Stored records
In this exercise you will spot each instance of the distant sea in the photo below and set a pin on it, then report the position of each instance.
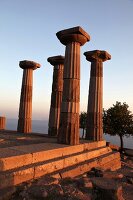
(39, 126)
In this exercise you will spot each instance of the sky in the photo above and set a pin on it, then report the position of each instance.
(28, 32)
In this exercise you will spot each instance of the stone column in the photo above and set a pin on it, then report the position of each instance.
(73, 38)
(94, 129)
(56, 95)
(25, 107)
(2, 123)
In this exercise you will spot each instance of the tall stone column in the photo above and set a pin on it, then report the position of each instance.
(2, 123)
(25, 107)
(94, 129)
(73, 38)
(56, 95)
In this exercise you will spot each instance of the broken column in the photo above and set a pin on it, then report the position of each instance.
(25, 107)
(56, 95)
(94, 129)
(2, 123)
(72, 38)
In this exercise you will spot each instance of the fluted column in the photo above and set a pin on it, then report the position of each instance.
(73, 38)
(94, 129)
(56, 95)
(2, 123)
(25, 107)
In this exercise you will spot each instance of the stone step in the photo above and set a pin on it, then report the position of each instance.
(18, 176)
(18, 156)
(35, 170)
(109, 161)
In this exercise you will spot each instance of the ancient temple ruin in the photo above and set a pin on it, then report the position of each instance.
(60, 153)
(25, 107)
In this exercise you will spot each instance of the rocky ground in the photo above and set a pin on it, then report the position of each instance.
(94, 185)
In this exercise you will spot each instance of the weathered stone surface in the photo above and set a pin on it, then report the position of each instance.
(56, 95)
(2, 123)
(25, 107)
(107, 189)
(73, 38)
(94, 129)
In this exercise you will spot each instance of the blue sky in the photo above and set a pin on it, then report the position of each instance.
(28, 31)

==

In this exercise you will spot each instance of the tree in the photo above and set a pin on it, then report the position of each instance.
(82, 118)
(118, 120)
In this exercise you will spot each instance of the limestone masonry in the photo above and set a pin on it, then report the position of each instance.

Given problem
Collect every line in the material above that contains the word "column".

Written reply
In this exercise you will spot each instance of the stone column in the photo above and set a pin on it, then report the position of each instance.
In this exercise you will spot each instance of the tall stone column in the photo above and set a pin on it, then report the position of each instance.
In this exercise you will spot each instance of the broken column in the photo above and set a pin on it, then report the position of each instance.
In this exercise you will spot each instance of the fluted column in the photo above and set a pin on it, then report the position of each instance.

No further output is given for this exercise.